BEGIN Extracted material

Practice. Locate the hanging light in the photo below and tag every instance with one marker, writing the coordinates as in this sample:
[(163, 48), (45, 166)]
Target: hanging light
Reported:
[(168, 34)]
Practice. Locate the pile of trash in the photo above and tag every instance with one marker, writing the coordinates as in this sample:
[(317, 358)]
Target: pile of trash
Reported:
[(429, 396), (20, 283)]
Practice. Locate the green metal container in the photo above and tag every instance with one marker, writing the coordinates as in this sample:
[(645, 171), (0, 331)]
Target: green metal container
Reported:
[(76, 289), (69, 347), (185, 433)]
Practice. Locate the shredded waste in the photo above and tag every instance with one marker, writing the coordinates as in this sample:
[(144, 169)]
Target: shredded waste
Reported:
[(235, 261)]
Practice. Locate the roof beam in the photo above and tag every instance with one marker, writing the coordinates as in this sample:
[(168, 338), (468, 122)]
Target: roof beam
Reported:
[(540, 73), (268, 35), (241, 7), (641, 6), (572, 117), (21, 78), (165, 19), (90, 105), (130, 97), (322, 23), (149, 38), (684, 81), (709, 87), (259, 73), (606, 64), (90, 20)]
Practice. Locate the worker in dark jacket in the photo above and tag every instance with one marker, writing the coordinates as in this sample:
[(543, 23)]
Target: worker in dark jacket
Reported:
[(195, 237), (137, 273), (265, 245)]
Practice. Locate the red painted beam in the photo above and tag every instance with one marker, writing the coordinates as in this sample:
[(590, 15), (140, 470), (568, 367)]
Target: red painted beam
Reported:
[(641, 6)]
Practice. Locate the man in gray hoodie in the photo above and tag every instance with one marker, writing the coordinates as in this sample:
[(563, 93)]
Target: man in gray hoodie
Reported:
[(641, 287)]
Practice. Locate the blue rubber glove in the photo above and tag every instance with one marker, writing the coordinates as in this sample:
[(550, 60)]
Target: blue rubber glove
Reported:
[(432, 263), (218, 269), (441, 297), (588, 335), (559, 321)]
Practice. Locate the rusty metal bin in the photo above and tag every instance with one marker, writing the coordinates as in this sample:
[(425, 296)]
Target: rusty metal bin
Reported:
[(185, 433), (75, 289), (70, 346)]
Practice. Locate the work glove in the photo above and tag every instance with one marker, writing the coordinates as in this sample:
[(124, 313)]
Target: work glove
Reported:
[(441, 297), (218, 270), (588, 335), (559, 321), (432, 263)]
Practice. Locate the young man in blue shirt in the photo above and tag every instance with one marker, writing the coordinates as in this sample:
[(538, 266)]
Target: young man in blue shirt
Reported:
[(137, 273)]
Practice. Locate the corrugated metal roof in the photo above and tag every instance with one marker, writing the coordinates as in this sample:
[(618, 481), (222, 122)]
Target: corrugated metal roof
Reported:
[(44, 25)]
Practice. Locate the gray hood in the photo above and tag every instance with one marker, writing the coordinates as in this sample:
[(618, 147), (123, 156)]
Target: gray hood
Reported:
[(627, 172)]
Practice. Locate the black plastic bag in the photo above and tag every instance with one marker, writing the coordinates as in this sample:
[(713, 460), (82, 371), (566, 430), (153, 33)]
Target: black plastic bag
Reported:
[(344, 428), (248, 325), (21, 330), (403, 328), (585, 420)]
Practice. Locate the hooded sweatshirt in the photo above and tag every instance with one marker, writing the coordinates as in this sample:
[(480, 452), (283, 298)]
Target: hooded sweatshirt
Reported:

END Extracted material

# Aim of the exercise:
What is asked for is an exact copy of the lines above from the one containing "Practice. Locate the red" through the one containing "[(124, 313)]", and only those.

# Answer space:
Practice. Locate the red painted beam in the photo above and tag every instance with one marker, writing the coordinates as in this sample:
[(590, 15), (140, 470), (568, 367)]
Target: red painted beam
Reported:
[(641, 6)]
Practice. Locate the man in gray hoodie in the photo above and tag every instance with one marker, writing the coordinates as in this sample:
[(563, 93)]
Target: man in gray hoodie
Reported:
[(641, 287)]
Practice. Locate the blue rubber glove in the photo above and tag every instance with one marker, writing the coordinates as in this sample:
[(550, 60)]
Target: blue rubber glove
Reported:
[(432, 263), (218, 269), (441, 297), (588, 335), (559, 321)]
Practice. Locate the rusty metal bin in the photo above and tag every instance with one marker, writing the coordinates as in this sample:
[(425, 296)]
Target: rusty metal bin
Reported:
[(185, 433), (75, 289), (70, 346)]
Practice. Locate the work glove in the photo above and tag every instance with one marker, writing the coordinates as in this sample:
[(124, 313)]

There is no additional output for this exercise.